■ **GOAL**: Revise the records below, replacing "rusted metal pipe" with "corroded steel pipe" and leaving every other line unchanged.

■ **DATASET**:
start
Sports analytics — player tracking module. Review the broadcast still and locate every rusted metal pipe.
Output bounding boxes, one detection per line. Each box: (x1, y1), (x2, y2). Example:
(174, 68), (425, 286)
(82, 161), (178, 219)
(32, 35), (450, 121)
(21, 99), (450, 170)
end
■ **CORRECT RESULT**:
Sports analytics — player tracking module. Review the broadcast still and locate every corroded steel pipe.
Output bounding boxes, one detection per line. Each box: (x1, y1), (x2, y2). Example:
(174, 68), (425, 286)
(82, 161), (178, 219)
(32, 35), (450, 121)
(21, 99), (450, 170)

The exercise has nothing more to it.